## SHORT EXERCISE
Take the line that contains "For the mapping pass, tag each instance of the blue" as the first line and the final line of the records as the last; return exactly those lines and the lines between.

## ROWS
>>>

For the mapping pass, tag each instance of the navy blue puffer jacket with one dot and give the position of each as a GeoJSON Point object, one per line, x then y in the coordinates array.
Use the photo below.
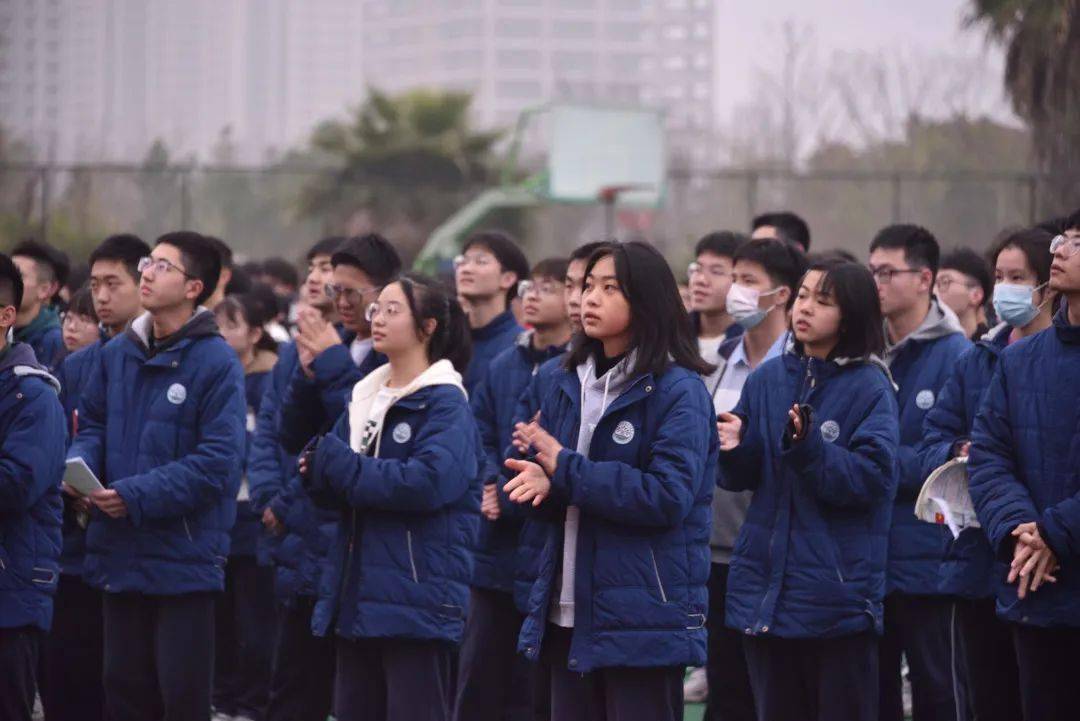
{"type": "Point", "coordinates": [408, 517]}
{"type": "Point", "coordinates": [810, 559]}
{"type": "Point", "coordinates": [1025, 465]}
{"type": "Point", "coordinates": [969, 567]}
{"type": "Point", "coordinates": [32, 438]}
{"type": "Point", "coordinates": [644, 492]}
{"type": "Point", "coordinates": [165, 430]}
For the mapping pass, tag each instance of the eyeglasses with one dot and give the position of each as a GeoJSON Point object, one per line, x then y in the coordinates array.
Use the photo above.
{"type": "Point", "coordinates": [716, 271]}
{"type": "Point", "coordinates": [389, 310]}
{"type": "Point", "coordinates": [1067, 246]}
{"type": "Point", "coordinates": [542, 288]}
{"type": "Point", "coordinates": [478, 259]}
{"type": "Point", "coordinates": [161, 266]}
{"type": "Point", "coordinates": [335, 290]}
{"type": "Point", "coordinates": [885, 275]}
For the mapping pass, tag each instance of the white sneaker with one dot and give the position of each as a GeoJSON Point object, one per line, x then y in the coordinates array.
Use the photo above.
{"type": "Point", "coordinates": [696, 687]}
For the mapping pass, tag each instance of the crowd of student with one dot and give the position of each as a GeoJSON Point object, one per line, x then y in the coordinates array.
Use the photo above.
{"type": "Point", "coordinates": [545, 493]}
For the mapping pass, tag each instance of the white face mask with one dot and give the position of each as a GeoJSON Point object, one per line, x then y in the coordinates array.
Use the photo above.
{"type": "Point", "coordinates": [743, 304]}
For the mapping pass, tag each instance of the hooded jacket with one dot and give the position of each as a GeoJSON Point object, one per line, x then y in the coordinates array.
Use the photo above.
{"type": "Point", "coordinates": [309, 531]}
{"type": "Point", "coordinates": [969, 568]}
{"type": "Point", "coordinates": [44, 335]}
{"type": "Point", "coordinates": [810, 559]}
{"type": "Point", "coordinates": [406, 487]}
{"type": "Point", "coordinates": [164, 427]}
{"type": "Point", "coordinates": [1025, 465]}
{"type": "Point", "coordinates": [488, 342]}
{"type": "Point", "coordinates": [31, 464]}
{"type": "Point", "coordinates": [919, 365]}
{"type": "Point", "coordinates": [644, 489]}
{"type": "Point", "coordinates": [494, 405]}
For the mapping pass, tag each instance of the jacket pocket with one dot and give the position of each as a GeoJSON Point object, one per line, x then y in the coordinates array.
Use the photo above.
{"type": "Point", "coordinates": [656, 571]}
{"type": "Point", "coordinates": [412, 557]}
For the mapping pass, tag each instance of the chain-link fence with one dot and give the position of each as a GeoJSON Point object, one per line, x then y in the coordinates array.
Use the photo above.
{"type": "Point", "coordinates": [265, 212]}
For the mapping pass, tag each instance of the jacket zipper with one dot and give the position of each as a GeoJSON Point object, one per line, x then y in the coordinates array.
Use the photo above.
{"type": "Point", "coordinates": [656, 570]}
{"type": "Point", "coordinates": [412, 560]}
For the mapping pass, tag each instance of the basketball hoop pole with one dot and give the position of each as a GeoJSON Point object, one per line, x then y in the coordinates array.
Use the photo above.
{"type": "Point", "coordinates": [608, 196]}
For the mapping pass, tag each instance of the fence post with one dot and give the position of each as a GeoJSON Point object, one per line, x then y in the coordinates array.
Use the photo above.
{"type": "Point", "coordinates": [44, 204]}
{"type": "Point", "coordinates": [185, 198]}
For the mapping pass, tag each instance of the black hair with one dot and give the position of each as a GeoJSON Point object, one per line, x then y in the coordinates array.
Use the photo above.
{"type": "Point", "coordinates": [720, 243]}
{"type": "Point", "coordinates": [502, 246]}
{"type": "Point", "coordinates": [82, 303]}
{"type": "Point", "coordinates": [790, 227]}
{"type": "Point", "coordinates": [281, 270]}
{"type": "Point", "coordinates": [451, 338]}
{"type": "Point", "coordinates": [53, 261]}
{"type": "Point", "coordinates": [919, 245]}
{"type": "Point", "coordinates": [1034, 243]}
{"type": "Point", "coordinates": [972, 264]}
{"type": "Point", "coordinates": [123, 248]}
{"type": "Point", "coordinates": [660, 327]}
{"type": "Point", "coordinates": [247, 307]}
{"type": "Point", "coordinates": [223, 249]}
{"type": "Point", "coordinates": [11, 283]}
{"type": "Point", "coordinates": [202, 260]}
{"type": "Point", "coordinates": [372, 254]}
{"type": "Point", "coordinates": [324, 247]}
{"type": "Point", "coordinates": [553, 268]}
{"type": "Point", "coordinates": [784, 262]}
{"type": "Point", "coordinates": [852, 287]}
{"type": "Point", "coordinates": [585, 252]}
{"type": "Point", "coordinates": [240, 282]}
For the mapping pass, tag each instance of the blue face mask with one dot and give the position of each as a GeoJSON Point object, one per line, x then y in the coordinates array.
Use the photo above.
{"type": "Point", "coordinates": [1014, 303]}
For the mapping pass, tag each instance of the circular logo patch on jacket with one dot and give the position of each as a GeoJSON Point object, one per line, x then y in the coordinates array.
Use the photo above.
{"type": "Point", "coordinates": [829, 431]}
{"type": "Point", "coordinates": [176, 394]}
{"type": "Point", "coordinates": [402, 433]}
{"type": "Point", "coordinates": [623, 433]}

<<<

## SOLVED EXERCISE
For the mapping pass, tag each instance of the blue face mask with one dot and give the position of each as a GeoJSON Point object, one per line, x then y in the coordinates array.
Use the photo above.
{"type": "Point", "coordinates": [1014, 303]}
For the mapping pass, tag each instance of the circular logo patch on jacket with one dot and give the position of each as a GeoJSON Point object, one per line, x then y in the coordinates array.
Use the photo above.
{"type": "Point", "coordinates": [829, 431]}
{"type": "Point", "coordinates": [176, 394]}
{"type": "Point", "coordinates": [402, 433]}
{"type": "Point", "coordinates": [623, 433]}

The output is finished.